Begin Document
Past-and-future Earths ring in New Year
The chart above is the sky scene on the last evening of 2018.
Below – a happy New Year to you! – is the view in the opposite eastward direction, Earth’s forward direction in orbit around the sun, on the following morning, the morning of the first day of 2019.
Included again in these pictures are my imaginary Earths as seen from our actual Earth. They are at other points in Earth’s orbit, and serve to show where in space that orbit is. To repeat our simile, it is as if the orbit is a steel ring around the sun and the Earths are like beads sliding along it.
In each picture, the nearest imaginary Earth is only an hour away. They’re an hour into the past in the evening picture, and an hour ahead in the morning picture. In each picture, Earth’s size is shown at true scale. The others are 10 days away, 20 days, 30 days, and so on. These older Earths are exaggerated 100 times in size. That’s how quickly an Earth – days away – dwindles in size, because the orbit (and space in general) is relatively so vast.
End Document
Begin Provided data
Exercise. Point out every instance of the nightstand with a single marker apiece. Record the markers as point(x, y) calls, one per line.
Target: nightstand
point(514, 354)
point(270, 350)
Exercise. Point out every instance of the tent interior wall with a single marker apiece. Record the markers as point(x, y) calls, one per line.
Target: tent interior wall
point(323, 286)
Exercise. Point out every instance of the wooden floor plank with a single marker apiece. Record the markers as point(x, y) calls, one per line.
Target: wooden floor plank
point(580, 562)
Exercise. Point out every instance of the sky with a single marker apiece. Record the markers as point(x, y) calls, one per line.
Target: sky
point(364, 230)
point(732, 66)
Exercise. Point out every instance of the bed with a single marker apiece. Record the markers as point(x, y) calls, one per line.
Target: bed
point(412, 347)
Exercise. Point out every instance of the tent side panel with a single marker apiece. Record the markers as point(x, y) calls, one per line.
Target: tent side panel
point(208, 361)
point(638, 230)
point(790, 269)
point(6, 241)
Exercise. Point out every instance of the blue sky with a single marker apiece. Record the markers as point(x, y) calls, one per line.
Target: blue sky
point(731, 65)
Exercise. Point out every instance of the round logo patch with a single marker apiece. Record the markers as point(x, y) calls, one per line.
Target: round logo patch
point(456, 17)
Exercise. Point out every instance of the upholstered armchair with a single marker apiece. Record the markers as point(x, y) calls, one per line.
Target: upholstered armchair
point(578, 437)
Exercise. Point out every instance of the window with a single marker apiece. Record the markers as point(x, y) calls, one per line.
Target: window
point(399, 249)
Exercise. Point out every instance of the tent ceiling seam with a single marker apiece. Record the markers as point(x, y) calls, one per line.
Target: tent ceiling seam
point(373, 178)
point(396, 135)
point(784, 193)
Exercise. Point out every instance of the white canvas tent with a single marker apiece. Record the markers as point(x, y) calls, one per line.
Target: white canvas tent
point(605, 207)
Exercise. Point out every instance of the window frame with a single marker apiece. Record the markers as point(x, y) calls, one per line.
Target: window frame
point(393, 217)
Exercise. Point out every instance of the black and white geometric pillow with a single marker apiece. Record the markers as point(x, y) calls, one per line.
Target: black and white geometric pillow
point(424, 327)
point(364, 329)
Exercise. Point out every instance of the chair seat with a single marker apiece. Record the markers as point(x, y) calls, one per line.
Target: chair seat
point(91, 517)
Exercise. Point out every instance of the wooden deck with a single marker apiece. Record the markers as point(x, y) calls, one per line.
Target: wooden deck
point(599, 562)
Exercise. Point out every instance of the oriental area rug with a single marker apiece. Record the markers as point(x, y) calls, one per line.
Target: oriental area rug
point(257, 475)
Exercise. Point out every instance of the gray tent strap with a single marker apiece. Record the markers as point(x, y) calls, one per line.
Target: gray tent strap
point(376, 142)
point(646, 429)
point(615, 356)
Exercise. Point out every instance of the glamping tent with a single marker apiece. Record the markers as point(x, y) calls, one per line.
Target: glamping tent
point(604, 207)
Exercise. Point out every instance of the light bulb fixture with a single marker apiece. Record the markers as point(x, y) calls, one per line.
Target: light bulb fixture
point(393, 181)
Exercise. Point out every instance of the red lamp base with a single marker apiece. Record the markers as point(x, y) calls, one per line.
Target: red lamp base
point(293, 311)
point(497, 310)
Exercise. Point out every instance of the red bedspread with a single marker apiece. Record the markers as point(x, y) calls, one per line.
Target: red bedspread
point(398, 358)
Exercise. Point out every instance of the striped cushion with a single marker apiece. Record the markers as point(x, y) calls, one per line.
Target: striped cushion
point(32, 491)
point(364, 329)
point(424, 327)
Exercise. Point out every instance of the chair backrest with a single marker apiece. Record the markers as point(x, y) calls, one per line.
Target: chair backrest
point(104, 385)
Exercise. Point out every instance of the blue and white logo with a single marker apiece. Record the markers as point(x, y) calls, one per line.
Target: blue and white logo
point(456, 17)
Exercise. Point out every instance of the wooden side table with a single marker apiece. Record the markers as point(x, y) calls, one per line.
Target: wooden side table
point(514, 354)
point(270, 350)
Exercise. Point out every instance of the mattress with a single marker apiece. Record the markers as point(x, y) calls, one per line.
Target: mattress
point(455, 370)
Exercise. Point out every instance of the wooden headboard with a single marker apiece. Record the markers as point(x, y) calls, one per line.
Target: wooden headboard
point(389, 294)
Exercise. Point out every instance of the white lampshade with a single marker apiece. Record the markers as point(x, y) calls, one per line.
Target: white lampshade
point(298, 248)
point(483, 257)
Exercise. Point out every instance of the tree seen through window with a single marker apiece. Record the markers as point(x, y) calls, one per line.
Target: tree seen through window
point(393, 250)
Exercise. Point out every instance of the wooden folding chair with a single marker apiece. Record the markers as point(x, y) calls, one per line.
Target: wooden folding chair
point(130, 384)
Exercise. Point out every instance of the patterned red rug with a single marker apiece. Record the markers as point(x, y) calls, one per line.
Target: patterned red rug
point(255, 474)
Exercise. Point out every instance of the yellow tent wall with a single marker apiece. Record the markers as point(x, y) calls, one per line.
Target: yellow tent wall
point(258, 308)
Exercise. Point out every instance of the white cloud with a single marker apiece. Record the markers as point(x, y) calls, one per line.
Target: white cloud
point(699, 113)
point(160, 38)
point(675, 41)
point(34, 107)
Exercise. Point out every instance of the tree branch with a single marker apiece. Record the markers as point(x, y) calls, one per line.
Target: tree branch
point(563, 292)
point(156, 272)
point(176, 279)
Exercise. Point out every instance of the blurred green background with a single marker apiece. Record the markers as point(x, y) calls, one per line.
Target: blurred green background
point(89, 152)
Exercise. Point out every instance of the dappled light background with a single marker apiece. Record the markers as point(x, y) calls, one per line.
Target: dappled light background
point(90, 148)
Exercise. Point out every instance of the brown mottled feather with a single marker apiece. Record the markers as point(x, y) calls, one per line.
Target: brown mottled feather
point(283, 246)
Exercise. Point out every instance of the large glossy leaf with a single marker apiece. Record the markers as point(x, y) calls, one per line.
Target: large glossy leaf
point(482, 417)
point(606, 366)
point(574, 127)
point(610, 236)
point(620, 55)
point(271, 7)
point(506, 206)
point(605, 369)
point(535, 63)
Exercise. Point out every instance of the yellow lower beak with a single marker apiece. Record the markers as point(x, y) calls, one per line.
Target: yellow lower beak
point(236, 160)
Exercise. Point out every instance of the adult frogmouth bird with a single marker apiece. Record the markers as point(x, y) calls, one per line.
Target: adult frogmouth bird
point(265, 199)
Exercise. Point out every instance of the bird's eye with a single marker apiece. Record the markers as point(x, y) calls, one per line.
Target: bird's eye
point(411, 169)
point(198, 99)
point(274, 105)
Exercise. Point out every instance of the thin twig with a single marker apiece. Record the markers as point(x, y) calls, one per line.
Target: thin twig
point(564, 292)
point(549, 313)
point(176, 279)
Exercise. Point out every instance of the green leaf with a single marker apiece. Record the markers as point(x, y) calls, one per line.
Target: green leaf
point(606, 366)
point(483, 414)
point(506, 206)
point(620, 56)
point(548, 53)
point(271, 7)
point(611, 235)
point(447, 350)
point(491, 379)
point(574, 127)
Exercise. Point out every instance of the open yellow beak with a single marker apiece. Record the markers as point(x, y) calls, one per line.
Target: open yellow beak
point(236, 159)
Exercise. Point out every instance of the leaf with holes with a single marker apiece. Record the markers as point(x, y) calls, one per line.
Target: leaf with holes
End Provided data
▶ _What you will do_
List each time distance between an imaginary Earth and our actual Earth that the text on past-and-future Earths spells out.

▶ _Task solution_
An hour, 10 days, 20 days, 30 days